▸ **Work to complete**:
Pull out every line in the entries below that contains the string "gravel", and treat uppercase and lowercase as different.

/---

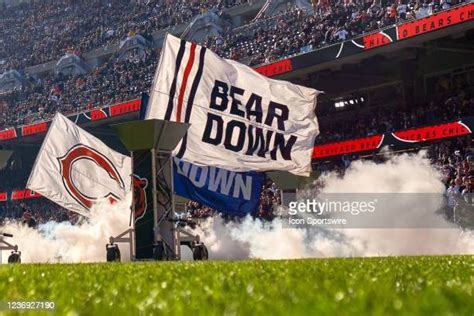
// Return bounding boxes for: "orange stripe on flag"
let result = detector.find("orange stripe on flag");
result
[176,43,196,122]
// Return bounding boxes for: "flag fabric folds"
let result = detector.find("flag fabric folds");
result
[145,34,319,176]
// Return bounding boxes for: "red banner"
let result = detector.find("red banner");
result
[0,128,16,140]
[10,189,41,201]
[313,135,383,159]
[398,3,474,39]
[255,59,293,77]
[392,122,471,143]
[89,109,107,121]
[21,122,48,136]
[110,100,141,116]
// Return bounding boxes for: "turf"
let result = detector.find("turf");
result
[0,256,474,315]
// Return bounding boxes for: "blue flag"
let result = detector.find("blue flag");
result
[173,158,264,216]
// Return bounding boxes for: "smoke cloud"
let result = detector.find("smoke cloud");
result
[0,153,474,263]
[195,153,474,259]
[0,195,131,263]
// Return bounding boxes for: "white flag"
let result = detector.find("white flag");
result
[146,34,319,175]
[27,113,131,216]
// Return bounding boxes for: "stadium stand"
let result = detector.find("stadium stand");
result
[0,0,474,223]
[0,0,470,130]
[0,0,247,73]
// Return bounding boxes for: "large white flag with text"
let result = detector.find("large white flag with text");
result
[27,113,131,216]
[146,34,319,175]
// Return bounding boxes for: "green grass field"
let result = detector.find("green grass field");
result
[0,256,474,315]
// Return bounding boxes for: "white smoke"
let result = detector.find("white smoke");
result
[194,153,474,259]
[0,194,131,263]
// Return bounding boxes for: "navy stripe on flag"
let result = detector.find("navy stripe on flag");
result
[176,47,206,158]
[165,40,186,121]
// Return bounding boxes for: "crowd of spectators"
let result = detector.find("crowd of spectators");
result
[0,198,82,228]
[0,0,466,131]
[0,49,158,130]
[186,179,282,221]
[205,0,464,65]
[0,0,248,73]
[316,85,474,144]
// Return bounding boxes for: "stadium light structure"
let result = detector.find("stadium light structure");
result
[107,120,208,261]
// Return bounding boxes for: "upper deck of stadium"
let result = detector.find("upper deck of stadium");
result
[0,1,474,159]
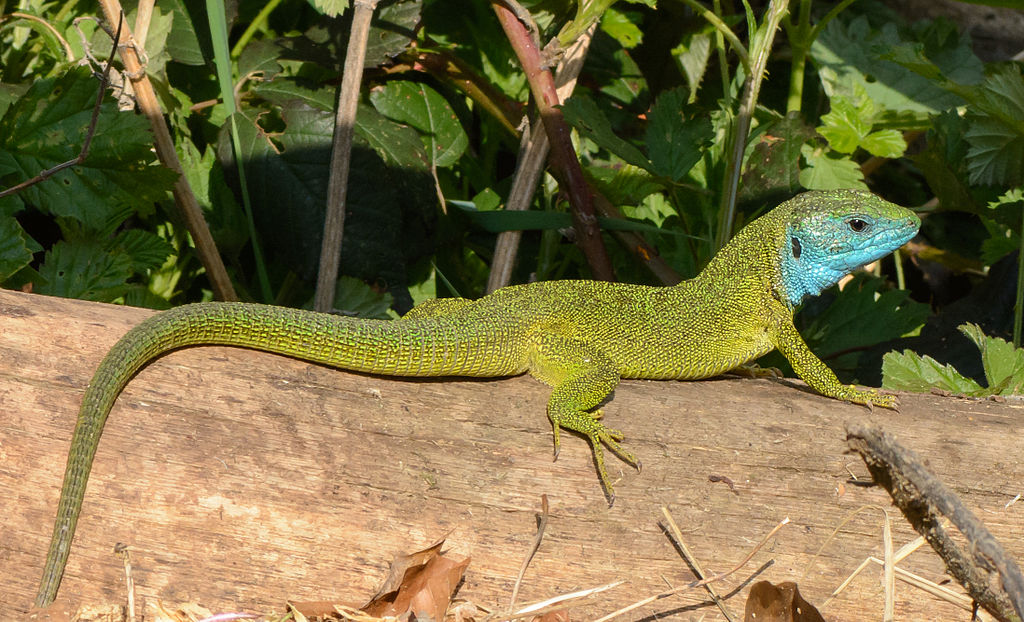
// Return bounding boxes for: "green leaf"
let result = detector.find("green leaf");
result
[327,277,393,320]
[601,7,643,49]
[956,323,1024,396]
[370,81,469,168]
[561,95,653,170]
[811,16,982,115]
[671,24,715,101]
[645,86,714,181]
[965,65,1024,185]
[238,39,282,83]
[882,349,985,396]
[817,91,906,158]
[111,229,174,273]
[228,100,436,299]
[0,68,177,231]
[739,113,814,201]
[35,240,132,302]
[860,129,906,159]
[0,216,32,283]
[355,103,430,171]
[800,144,867,190]
[803,273,931,358]
[909,111,975,211]
[817,96,871,154]
[309,0,348,17]
[253,76,337,112]
[161,0,203,66]
[364,0,423,67]
[988,188,1024,209]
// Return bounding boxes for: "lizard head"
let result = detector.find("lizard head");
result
[779,190,921,306]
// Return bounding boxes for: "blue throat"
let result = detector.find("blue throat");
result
[779,215,918,306]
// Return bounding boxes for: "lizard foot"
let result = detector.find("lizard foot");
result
[549,409,641,505]
[840,384,899,410]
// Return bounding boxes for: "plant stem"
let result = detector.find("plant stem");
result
[99,0,238,300]
[490,0,614,281]
[313,0,378,312]
[683,0,751,70]
[1014,210,1024,347]
[231,0,281,58]
[206,0,273,302]
[715,0,790,251]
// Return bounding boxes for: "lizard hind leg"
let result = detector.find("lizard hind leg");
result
[529,333,640,502]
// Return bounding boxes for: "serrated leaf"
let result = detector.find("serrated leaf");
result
[161,0,203,65]
[334,277,393,320]
[739,113,814,201]
[111,229,174,273]
[309,0,348,17]
[671,25,715,100]
[601,7,643,49]
[370,81,469,167]
[800,144,867,190]
[803,273,931,357]
[909,111,978,214]
[860,129,906,159]
[238,39,282,82]
[0,68,177,231]
[587,164,665,209]
[965,66,1024,185]
[0,216,32,283]
[817,96,871,154]
[645,86,714,181]
[35,240,132,302]
[365,0,423,67]
[811,16,982,114]
[987,188,1024,209]
[355,103,429,171]
[561,95,653,170]
[253,76,337,112]
[226,100,436,295]
[882,349,985,396]
[956,323,1024,396]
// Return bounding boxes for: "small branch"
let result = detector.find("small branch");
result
[487,24,597,293]
[313,0,378,313]
[407,49,520,136]
[846,424,1024,620]
[715,0,790,250]
[492,0,614,281]
[0,11,75,63]
[594,517,790,622]
[99,0,238,300]
[509,495,549,613]
[0,14,116,199]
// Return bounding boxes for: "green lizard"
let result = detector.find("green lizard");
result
[36,190,921,607]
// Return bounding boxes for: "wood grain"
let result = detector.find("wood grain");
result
[0,292,1024,620]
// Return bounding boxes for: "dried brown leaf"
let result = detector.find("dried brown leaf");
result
[743,581,825,622]
[360,540,469,620]
[532,609,569,622]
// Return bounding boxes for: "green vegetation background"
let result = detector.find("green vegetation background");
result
[0,0,1024,392]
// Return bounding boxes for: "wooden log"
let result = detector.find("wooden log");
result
[0,292,1024,620]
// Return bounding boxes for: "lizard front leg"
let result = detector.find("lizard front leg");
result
[773,302,897,409]
[529,332,640,503]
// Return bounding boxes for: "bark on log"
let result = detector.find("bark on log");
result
[0,292,1024,620]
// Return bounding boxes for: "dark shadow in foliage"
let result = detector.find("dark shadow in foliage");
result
[221,129,436,314]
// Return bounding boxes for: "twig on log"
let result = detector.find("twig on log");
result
[846,424,1024,620]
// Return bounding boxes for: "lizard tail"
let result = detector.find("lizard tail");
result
[36,302,523,607]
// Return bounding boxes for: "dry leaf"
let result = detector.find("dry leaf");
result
[743,581,825,622]
[532,609,569,622]
[361,547,469,620]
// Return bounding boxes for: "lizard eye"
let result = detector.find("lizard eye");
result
[847,218,867,234]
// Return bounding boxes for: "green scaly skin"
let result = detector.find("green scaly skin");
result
[36,191,920,607]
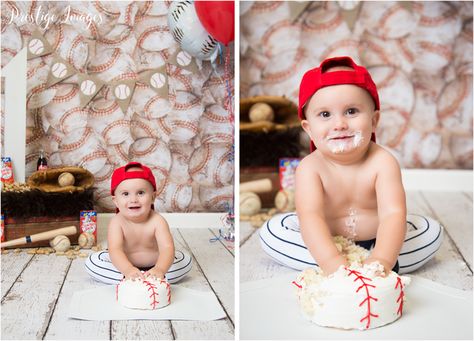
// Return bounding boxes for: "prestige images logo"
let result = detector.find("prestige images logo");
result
[8,5,103,29]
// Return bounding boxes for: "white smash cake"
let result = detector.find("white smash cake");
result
[293,236,410,330]
[116,277,171,310]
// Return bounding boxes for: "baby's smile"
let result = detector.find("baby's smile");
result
[325,131,362,154]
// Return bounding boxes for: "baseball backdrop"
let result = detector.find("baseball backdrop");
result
[1,1,234,212]
[240,1,473,169]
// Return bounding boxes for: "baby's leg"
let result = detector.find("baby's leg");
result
[85,250,192,284]
[398,214,443,274]
[259,213,316,270]
[166,250,193,283]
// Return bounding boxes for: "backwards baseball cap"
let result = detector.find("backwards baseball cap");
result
[298,56,380,151]
[110,162,156,195]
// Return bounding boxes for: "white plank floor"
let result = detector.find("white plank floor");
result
[239,191,473,290]
[1,228,235,340]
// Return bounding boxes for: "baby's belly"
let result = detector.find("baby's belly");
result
[125,250,158,268]
[327,214,379,240]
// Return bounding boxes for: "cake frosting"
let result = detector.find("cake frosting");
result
[116,277,171,310]
[293,237,410,330]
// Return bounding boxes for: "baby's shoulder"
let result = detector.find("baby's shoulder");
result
[369,143,400,169]
[296,152,323,173]
[149,211,168,228]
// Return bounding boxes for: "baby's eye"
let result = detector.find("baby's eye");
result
[346,108,358,116]
[318,111,331,118]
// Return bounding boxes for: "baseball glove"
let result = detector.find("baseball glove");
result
[240,96,300,133]
[27,166,94,193]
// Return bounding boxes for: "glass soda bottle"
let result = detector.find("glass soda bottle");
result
[36,150,48,170]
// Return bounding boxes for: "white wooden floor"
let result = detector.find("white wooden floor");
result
[239,191,473,290]
[1,228,235,340]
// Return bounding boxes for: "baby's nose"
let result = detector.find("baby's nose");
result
[334,115,348,130]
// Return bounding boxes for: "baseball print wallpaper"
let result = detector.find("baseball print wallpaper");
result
[243,1,473,169]
[1,1,234,212]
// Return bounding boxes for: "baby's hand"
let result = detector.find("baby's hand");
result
[145,267,165,279]
[124,267,145,279]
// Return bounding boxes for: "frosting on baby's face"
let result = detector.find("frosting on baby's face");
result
[302,84,379,159]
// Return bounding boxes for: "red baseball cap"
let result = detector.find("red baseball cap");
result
[298,56,380,151]
[110,162,156,195]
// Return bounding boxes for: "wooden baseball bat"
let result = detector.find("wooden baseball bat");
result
[239,178,273,193]
[0,226,77,248]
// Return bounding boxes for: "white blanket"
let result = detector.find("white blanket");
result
[68,285,226,321]
[240,272,473,340]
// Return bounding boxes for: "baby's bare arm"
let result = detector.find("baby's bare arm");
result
[149,215,174,277]
[295,156,348,275]
[107,217,143,278]
[367,152,406,271]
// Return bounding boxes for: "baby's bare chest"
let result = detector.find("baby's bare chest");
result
[122,227,157,248]
[321,172,377,212]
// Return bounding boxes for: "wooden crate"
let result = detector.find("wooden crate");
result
[240,167,280,208]
[5,215,81,248]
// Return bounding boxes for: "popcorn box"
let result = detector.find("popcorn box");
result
[79,210,97,245]
[2,156,15,183]
[279,158,300,191]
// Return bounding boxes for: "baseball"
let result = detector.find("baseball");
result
[49,235,71,252]
[249,103,275,122]
[81,79,96,96]
[176,51,192,66]
[77,232,95,249]
[58,172,75,187]
[114,84,130,99]
[28,39,44,55]
[275,189,295,212]
[51,63,67,78]
[239,192,262,215]
[150,72,166,89]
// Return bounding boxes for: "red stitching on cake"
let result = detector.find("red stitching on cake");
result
[346,268,379,329]
[160,278,171,304]
[143,281,160,309]
[395,277,405,315]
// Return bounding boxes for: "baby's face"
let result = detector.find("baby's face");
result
[301,84,379,154]
[112,179,155,220]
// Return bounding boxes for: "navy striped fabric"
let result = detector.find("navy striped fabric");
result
[259,213,443,274]
[85,250,192,284]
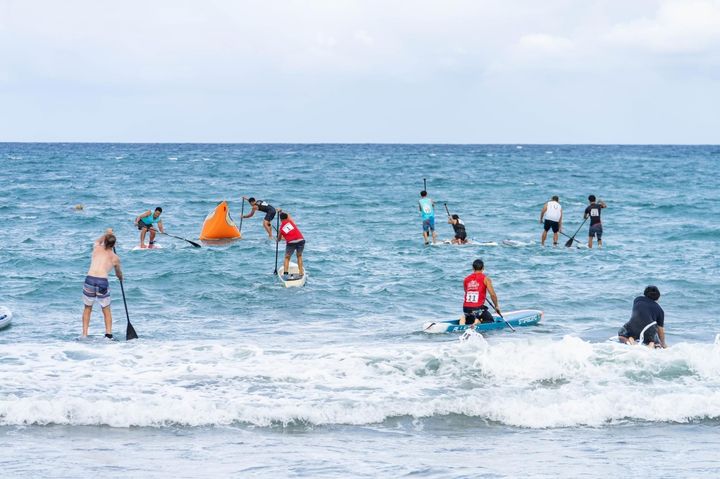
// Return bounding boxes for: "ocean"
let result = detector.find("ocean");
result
[0,143,720,478]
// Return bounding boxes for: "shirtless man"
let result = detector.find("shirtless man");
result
[82,228,123,339]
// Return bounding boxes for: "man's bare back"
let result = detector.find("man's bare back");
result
[88,229,122,279]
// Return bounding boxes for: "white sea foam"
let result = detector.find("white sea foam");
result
[0,337,720,428]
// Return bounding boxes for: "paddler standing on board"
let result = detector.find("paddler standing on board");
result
[418,190,437,244]
[460,259,500,324]
[243,196,276,239]
[135,206,165,248]
[540,196,562,246]
[82,228,123,339]
[278,210,305,279]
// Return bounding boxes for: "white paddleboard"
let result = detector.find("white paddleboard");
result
[0,306,12,329]
[132,243,163,251]
[278,261,307,288]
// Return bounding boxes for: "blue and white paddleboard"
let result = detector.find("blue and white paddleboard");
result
[278,261,307,288]
[423,309,543,334]
[0,306,12,329]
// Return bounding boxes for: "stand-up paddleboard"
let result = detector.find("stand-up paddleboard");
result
[0,306,12,329]
[278,261,307,288]
[423,309,543,334]
[132,243,163,251]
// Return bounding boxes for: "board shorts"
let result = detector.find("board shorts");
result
[263,206,275,223]
[285,240,305,256]
[618,325,660,344]
[544,220,560,233]
[463,306,495,324]
[83,276,110,309]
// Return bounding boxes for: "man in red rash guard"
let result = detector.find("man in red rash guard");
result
[278,210,305,279]
[460,259,500,324]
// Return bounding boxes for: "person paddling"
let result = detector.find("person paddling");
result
[540,195,562,246]
[618,286,667,348]
[278,210,305,279]
[583,195,607,248]
[460,259,502,324]
[135,206,165,248]
[418,190,437,244]
[448,215,467,244]
[242,196,276,239]
[82,228,123,339]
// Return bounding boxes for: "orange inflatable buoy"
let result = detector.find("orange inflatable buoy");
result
[200,201,242,241]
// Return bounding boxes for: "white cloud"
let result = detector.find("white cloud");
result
[606,0,720,53]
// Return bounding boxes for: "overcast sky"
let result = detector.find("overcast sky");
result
[0,0,720,144]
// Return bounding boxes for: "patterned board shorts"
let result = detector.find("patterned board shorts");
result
[83,276,110,309]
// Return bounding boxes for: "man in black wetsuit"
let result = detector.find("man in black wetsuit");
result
[583,195,607,248]
[448,215,467,244]
[618,286,667,348]
[243,196,275,239]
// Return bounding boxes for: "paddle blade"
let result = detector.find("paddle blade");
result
[125,321,138,341]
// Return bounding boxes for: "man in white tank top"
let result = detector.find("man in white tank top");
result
[540,195,562,246]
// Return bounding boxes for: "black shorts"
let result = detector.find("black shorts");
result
[545,220,560,233]
[285,240,305,256]
[263,206,275,222]
[463,306,495,324]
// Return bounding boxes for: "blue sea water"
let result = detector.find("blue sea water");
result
[0,143,720,477]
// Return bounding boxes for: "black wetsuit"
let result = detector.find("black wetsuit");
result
[453,220,467,241]
[618,296,665,344]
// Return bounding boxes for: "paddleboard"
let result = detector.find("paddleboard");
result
[278,261,307,288]
[0,306,12,329]
[132,243,163,251]
[422,309,543,334]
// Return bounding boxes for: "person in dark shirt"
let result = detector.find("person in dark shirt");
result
[583,195,607,248]
[618,286,667,348]
[448,215,467,244]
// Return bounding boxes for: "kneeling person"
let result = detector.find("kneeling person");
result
[278,210,305,279]
[618,286,667,348]
[448,215,467,244]
[460,259,500,324]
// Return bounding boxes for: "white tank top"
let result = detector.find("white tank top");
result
[545,201,562,221]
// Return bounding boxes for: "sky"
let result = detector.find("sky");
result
[0,0,720,144]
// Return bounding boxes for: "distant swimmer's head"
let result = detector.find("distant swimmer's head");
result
[643,286,660,301]
[103,233,117,249]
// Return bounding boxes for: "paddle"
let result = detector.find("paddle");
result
[238,196,245,233]
[113,246,138,341]
[565,218,587,248]
[485,298,515,333]
[273,213,280,276]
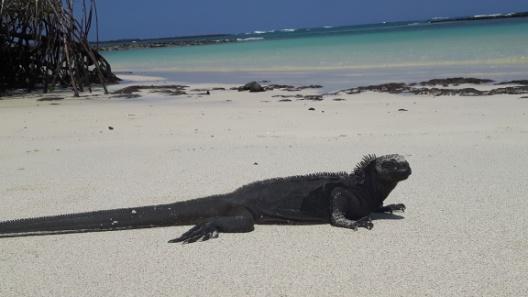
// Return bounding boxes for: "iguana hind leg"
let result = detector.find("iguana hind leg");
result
[169,213,254,243]
[375,203,406,213]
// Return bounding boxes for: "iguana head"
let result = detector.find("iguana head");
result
[354,154,411,182]
[375,154,412,182]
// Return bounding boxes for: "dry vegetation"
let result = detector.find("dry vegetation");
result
[0,0,118,96]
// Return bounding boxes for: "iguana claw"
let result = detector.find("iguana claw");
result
[352,217,374,231]
[169,223,218,244]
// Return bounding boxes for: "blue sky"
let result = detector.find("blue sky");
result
[92,0,528,40]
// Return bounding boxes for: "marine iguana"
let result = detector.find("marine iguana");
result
[0,154,411,243]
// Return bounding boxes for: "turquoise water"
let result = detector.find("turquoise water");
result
[104,18,528,85]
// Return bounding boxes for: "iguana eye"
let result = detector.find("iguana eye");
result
[381,162,396,169]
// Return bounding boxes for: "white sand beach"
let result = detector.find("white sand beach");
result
[0,85,528,297]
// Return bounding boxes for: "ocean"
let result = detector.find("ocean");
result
[103,18,528,89]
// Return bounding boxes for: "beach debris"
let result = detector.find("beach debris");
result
[334,77,528,96]
[238,81,265,93]
[37,97,64,101]
[299,95,323,101]
[418,77,493,87]
[112,94,141,99]
[498,79,528,86]
[112,85,189,98]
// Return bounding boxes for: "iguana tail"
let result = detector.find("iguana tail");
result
[0,198,221,237]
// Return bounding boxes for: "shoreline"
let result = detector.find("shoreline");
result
[0,74,528,297]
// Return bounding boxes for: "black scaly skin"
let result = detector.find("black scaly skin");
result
[0,155,411,243]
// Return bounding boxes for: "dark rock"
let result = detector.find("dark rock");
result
[498,79,528,86]
[419,77,493,87]
[238,81,265,93]
[112,94,141,99]
[112,85,188,95]
[37,97,64,101]
[301,95,323,101]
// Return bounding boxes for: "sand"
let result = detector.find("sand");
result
[0,86,528,297]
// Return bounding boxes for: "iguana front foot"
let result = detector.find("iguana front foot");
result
[352,217,374,231]
[169,222,218,244]
[376,203,406,214]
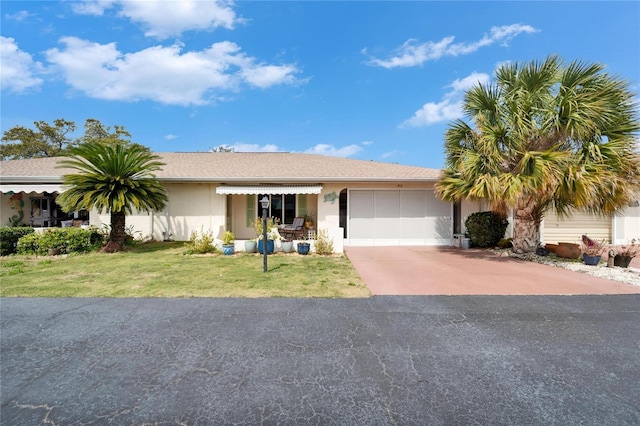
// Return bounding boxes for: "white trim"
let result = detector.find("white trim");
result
[216,185,322,195]
[0,183,66,194]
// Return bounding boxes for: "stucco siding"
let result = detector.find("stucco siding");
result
[614,206,640,244]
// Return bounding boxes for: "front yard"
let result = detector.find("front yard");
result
[0,242,370,298]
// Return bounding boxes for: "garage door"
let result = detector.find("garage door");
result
[347,190,452,246]
[540,212,611,244]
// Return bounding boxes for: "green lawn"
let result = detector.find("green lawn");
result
[0,242,370,298]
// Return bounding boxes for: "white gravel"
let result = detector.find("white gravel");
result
[496,249,640,286]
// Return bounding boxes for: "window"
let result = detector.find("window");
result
[256,194,306,224]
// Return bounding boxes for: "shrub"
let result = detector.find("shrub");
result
[0,226,34,256]
[17,228,103,255]
[464,211,509,247]
[315,229,333,255]
[185,227,217,254]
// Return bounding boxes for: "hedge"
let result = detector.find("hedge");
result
[0,226,34,256]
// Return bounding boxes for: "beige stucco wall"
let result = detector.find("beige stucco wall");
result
[613,206,640,244]
[90,183,226,241]
[0,194,29,226]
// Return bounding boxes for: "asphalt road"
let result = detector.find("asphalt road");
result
[0,295,640,425]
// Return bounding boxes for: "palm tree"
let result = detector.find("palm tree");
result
[436,56,640,252]
[56,143,167,251]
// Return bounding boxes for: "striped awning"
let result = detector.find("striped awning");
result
[216,185,322,195]
[0,183,65,194]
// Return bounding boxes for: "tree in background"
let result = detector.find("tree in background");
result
[0,118,76,160]
[56,142,167,252]
[0,118,148,160]
[436,56,640,252]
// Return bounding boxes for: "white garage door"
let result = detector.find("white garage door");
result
[347,189,453,246]
[541,211,612,244]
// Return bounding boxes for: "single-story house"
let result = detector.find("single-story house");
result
[0,152,640,252]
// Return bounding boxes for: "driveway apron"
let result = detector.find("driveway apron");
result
[0,295,640,426]
[345,246,640,295]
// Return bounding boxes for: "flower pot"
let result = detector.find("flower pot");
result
[298,243,311,255]
[556,243,580,259]
[244,240,258,253]
[613,254,633,268]
[582,253,600,266]
[282,241,293,253]
[258,240,275,254]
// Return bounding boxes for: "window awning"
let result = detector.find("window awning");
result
[0,183,65,194]
[216,185,322,195]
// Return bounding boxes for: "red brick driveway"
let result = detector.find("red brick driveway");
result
[345,247,640,295]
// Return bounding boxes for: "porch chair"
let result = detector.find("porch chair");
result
[282,217,304,239]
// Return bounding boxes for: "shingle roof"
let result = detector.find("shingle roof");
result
[0,152,440,182]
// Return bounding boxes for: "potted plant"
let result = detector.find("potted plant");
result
[297,239,311,255]
[282,238,293,253]
[255,217,282,254]
[304,213,314,229]
[244,238,258,253]
[222,231,236,256]
[581,235,604,266]
[613,238,640,268]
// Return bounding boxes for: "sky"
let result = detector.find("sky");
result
[0,0,640,168]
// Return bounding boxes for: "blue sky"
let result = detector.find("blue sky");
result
[0,0,640,168]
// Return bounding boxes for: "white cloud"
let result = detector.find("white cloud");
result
[71,0,115,16]
[362,24,539,69]
[225,142,280,152]
[448,71,490,92]
[0,36,42,93]
[304,143,362,157]
[382,149,404,159]
[401,99,462,127]
[46,37,299,105]
[72,0,243,39]
[4,10,34,22]
[400,71,490,128]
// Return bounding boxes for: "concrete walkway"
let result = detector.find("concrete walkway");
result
[0,295,640,426]
[345,246,640,295]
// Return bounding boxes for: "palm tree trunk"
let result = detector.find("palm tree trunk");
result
[109,212,127,247]
[513,196,540,253]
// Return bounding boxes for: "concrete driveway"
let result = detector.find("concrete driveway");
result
[345,246,640,295]
[0,295,640,426]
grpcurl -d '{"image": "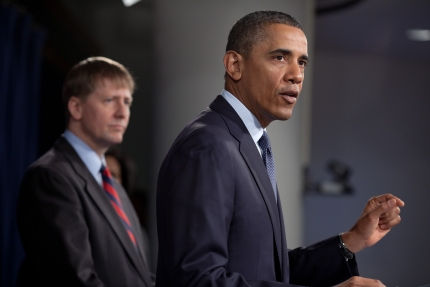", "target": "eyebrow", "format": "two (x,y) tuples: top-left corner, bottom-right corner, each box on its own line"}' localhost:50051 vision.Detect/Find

(269, 49), (309, 62)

\---

▸ **Written answer**:
// Return bounding boxes for: "white gravel"
let result = detector.find("white gravel");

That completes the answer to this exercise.